_Supplied data_:

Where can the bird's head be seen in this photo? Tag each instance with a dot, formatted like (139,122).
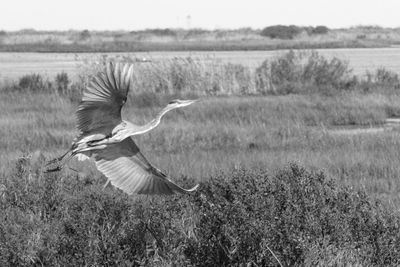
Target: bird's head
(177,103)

* * *

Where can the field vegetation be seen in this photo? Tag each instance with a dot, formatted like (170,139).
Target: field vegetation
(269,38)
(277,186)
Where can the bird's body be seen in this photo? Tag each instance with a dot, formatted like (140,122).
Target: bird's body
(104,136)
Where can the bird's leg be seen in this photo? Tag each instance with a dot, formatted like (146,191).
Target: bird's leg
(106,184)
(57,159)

_Work instructions_: Each line above that has the word "with" should be copied.

_Written response_:
Where can the bird's head be seen in this photo? Tag each instance with a dot, formatted like (139,122).
Where can the field vegetation be seen in this photo? Tag each instance with a dot, formatted like (170,139).
Where can the bird's body be seen in this photo? Tag each instance with a dot, formatted like (140,122).
Where can the bird's leg be seen in this photo? Tag each instance with a dot, formatted like (146,191).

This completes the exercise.